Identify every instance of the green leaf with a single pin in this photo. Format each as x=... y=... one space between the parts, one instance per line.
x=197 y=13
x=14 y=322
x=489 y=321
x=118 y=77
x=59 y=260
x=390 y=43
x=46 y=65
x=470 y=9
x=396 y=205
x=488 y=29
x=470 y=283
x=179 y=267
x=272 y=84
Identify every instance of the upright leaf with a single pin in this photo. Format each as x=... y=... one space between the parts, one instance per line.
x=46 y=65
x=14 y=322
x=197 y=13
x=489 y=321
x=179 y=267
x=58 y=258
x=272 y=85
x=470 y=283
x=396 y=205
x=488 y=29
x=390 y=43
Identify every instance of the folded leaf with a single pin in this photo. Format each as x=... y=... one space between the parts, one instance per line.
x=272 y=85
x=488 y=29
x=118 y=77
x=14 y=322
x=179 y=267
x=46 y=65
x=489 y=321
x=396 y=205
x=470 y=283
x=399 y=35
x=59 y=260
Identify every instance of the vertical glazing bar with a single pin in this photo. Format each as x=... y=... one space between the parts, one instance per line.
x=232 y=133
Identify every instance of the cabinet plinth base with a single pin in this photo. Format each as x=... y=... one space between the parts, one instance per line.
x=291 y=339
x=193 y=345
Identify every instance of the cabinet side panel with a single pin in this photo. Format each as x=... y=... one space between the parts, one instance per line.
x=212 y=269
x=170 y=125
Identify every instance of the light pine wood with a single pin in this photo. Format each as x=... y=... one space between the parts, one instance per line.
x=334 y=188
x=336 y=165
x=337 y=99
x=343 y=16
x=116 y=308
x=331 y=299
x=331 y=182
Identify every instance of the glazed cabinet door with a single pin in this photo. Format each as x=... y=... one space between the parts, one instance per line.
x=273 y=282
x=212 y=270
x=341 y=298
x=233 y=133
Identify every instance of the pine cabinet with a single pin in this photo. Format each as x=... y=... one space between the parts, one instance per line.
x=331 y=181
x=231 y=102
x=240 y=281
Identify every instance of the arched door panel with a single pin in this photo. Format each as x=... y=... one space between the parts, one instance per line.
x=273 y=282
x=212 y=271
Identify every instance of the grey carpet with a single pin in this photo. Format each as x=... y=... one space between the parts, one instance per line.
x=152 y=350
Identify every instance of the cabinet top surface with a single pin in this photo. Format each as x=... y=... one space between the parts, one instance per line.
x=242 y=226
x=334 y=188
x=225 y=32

> [What the task requires]: Your output should be an exact copy of every line from the one containing "Identify every instance of the glazed" through the end of the records.

> [Answer below]:
Identify every instance of the glazed cabinet door with a single pin in this photo. Format each as x=... y=... one space between the parts, one instance per line.
x=273 y=282
x=212 y=270
x=341 y=298
x=233 y=133
Identify every instance of the pine cabinet with a single pin in this photo. Format each as x=... y=... one space between the parts, one instance per line.
x=331 y=181
x=231 y=102
x=240 y=281
Identify every instance of the arched door panel with a single pin in this photo. Format each as x=... y=... one space between the parts, one instance per line.
x=273 y=282
x=212 y=271
Identify every instance of the grey carpet with a single pin in this photo. Format each as x=... y=... one space between the parts, one instance per line.
x=152 y=350
Identify every instance of the cabinet top surface with a single pin in this photo. Format each as x=... y=... one space between the parts, one instance per line.
x=242 y=226
x=334 y=188
x=225 y=32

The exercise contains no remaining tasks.